### Problem 1
Copy, word for word, the part of the forum thread starting with "## Maidhc O Casain (Jun 6, 2008)" and going on through "(Jun 10, 2008)".

### Text section
══════

So that just leaves Gavril, Cyr, the judge and Dillis? Will you npc the others or should we send them on a seperate mission?


----------



## Leif (Jun 5, 2008)

Scotley said:
			
		

> So that just leaves Gavril, Cyr, the judge and Dillis? Will you npc the others or should we send them on a seperate mission?



Either you're forgetting Skath, or I missed something.


----------



## mleibrock (Jun 5, 2008)

*Skath*

I'm still here and playing Skath, though I will be out of town the rest of the day and all of tomorrow.


----------



## Scotley (Jun 5, 2008)

Sorry, guess I didn't see the little guy up there behind Gavril's hat.


----------



## Maidhc O Casain (Jun 6, 2008)

Cerallos is gone with Amhran to inform the Queen of the findings up through a couple of nights ago.  Béar is still with you - I'll NPC him until I get tired of keeping up with it, then we'll find something else for him to do.  I suspect you'll be running into each of them occasionally . . .


----------



## Maidhc O Casain (Jun 10, 2008)

My apologies to all - I was very rushed with my last IC post and didn't include all details.  Skáth and your opponents will act on Phase 03, and the balance of the Críu will act on Phase 04.  Once I post for the baddies Gavril and Cairn may wish to change their actions, but this will not necessarily be the case.  You can let me know when I post the call for Phase 04.  I should get something up tonight, or tomorrow early A.M. latest . . .


----------



## Leif (Jun 18, 2008)

FYI:  I'll be out of town and unable to post from this Sunday evening until Tuesday night.


----------



## Scotley (Jul 3, 2008)

Mowgli is off to the lake and will be without internet access until Sunday afternoon. That is all, carry on.


----------



## mleibrock (Aug 21, 2008)

*map problem*

Mike, when I tried to open the map, it would not, the error message said it had errors, would you be able to check that?  Also can you describe the creatures we see, that might help our creativeness.


----------



## Leif (Aug 21, 2008)

*map*

The map was opening for me, but it was coming up very, very, very, very SLLLLLOWLYYYY!  I gave up on it before it fully loaded, in fact.

══════

### Data excerpts
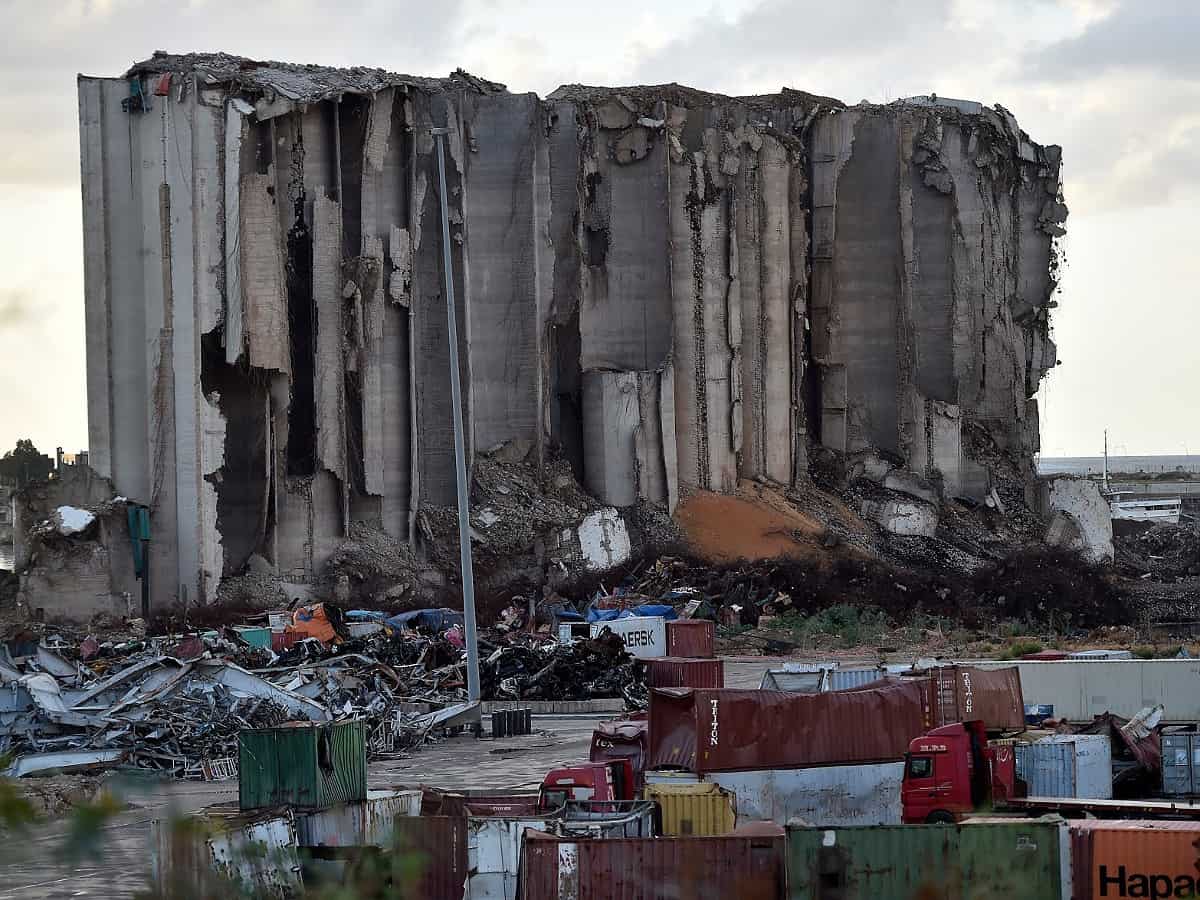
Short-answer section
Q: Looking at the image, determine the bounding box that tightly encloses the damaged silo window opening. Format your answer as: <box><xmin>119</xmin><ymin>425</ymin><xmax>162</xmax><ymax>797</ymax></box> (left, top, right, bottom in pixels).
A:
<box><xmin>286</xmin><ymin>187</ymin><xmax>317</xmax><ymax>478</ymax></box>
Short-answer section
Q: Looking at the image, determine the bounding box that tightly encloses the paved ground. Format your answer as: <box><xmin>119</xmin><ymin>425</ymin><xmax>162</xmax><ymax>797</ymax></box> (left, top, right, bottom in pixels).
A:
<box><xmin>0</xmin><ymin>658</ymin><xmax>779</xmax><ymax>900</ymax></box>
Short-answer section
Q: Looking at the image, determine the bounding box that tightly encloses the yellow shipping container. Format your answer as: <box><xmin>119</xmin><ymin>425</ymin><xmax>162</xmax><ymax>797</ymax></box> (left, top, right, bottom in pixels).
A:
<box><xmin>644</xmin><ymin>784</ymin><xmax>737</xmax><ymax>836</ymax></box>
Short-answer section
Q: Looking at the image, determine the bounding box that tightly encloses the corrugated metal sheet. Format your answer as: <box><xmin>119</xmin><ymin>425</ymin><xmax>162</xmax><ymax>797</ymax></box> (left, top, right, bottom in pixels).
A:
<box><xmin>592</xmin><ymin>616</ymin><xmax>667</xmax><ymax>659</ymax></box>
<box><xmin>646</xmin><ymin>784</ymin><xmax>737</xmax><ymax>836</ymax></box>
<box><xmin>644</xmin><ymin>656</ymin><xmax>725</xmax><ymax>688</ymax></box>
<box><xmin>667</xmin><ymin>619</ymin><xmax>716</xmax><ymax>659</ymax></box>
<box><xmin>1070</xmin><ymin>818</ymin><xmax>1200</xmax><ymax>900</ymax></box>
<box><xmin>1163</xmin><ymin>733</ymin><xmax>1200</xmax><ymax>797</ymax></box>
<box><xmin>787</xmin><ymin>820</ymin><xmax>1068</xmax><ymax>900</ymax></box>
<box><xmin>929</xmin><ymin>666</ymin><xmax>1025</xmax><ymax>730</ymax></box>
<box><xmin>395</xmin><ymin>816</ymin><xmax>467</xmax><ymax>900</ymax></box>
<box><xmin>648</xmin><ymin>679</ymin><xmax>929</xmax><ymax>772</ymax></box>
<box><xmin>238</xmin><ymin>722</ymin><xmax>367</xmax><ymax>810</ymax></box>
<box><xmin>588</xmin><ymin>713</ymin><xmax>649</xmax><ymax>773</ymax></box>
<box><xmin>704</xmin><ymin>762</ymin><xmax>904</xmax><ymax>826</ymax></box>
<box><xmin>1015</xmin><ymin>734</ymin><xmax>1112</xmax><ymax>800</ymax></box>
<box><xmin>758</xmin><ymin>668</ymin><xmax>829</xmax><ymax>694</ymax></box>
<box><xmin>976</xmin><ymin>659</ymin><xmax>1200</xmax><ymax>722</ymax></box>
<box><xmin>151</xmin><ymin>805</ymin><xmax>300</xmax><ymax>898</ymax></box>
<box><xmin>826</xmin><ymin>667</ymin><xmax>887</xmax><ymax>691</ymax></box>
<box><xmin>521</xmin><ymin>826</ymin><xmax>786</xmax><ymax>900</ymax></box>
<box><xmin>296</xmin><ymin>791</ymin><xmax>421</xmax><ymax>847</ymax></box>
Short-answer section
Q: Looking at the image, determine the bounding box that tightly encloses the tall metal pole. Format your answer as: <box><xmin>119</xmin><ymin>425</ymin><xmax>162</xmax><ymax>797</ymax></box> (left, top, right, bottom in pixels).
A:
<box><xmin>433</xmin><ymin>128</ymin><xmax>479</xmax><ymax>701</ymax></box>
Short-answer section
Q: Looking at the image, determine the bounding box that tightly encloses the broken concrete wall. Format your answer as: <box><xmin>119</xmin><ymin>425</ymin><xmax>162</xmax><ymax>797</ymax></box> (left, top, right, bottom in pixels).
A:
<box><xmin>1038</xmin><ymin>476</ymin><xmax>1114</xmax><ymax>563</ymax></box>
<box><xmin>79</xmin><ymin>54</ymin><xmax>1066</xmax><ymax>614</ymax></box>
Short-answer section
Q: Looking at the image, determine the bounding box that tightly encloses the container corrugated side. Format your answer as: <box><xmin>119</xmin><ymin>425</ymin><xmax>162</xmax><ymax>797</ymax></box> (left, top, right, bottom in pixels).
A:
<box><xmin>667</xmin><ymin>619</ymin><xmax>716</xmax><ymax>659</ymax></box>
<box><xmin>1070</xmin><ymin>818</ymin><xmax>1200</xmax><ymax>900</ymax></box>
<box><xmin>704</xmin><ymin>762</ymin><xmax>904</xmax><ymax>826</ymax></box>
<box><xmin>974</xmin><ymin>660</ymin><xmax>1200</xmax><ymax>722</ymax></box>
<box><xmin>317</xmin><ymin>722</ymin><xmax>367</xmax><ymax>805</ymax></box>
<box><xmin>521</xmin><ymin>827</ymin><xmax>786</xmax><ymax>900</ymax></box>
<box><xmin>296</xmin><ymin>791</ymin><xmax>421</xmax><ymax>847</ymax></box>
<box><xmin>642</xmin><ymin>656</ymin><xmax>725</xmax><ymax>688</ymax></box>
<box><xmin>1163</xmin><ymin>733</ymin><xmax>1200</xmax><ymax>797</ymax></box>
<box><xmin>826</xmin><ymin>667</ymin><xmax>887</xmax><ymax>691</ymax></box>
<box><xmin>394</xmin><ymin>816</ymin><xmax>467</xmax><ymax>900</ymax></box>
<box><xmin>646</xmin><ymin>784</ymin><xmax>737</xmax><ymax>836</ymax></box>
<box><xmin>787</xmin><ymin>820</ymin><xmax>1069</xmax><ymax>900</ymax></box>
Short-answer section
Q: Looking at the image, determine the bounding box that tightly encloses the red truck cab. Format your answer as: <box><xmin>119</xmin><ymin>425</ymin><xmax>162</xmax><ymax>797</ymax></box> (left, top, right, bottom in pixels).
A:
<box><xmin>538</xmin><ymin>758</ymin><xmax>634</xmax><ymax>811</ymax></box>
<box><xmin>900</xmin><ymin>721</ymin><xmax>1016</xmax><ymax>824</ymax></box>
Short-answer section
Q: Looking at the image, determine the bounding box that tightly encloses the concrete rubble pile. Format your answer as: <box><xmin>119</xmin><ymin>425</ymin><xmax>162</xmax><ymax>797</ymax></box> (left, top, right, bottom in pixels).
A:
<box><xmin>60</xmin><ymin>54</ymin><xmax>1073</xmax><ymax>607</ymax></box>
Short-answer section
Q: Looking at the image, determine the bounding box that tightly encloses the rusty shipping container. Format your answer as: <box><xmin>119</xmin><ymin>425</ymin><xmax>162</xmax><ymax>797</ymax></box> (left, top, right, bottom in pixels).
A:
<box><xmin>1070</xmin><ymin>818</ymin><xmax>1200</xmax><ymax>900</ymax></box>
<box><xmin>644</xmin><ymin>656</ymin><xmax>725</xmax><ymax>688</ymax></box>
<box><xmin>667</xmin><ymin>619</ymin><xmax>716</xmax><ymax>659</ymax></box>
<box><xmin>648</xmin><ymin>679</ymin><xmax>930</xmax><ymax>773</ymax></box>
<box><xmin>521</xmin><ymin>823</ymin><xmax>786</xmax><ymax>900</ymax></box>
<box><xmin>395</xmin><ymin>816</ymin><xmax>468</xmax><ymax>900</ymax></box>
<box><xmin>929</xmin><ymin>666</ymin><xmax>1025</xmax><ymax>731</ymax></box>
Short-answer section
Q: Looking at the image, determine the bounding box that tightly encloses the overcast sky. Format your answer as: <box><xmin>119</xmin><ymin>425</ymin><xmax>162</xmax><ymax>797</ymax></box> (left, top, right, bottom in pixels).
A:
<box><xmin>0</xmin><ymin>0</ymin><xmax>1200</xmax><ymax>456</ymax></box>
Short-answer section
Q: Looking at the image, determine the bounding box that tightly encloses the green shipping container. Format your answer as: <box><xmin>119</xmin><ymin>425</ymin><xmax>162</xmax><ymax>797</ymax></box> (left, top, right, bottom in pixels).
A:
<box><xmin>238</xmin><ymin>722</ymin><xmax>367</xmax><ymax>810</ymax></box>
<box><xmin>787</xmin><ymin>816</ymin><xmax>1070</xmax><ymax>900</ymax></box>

══════

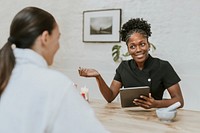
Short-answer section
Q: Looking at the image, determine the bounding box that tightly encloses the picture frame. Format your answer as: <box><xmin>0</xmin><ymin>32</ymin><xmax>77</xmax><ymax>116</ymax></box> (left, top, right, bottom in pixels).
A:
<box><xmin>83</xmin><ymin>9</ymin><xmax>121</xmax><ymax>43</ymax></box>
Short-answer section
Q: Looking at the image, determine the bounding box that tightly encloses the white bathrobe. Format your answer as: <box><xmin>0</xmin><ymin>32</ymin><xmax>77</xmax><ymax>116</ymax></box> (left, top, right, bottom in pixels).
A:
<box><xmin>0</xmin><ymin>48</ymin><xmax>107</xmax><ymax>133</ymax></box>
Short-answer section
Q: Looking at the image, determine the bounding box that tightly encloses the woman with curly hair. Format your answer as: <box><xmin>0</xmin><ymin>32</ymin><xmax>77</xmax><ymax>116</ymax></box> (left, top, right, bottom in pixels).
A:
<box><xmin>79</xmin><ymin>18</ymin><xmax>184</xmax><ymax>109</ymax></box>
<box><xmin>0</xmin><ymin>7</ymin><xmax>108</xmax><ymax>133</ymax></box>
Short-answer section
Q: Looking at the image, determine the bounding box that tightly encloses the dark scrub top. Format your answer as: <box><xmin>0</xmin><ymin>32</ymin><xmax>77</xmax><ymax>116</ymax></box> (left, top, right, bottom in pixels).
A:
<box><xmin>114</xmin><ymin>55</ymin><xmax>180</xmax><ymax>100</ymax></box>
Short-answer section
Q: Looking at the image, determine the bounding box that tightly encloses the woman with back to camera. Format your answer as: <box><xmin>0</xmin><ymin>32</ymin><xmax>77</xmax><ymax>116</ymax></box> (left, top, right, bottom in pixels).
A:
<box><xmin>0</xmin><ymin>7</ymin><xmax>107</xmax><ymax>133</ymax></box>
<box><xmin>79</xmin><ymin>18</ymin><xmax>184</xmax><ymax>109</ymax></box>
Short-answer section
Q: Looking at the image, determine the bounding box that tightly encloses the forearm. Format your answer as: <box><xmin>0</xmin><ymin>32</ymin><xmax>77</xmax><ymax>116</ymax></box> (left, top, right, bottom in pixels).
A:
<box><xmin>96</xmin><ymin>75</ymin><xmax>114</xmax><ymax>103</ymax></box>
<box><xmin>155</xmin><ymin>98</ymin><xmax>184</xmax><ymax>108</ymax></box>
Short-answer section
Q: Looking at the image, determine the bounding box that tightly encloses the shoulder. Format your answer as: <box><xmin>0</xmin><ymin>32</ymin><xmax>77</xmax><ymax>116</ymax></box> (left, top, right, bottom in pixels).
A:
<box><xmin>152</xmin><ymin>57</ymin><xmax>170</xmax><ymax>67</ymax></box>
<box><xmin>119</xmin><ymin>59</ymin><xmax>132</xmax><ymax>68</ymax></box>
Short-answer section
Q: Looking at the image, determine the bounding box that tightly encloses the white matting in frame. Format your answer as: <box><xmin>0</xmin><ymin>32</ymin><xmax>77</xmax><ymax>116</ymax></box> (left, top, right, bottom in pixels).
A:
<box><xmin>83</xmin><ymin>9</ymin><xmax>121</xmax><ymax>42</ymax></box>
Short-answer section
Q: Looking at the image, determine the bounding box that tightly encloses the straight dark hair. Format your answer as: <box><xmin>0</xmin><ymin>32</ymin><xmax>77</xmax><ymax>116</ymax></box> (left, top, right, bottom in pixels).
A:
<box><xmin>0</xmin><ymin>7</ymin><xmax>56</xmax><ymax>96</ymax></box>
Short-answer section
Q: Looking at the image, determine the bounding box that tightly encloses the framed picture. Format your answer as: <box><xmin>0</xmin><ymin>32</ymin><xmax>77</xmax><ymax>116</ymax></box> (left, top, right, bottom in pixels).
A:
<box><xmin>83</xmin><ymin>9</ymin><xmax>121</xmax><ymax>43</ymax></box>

══════

### Problem 2
Return each line of the records that contains the string "metal", with case counting.

### Task result 1
## Maidhc O Casain (Jun 6, 2008)

Cerallos is gone with Amhran to inform the Queen of the findings up through a couple of nights ago.  Béar is still with you - I'll NPC him until I get tired of keeping up with it, then we'll find something else for him to do.  I suspect you'll be running into each of them occasionally . . .


----------



## Maidhc O Casain (Jun 10, 2008)

### Task result 2
Q: Looking at the image, determine the bounding box that tightly encloses the corrugated metal sheet. Format your answer as: <box><xmin>119</xmin><ymin>425</ymin><xmax>162</xmax><ymax>797</ymax></box> (left, top, right, bottom in pixels).
Q: Looking at the image, determine the bounding box that tightly encloses the tall metal pole. Format your answer as: <box><xmin>119</xmin><ymin>425</ymin><xmax>162</xmax><ymax>797</ymax></box> (left, top, right, bottom in pixels).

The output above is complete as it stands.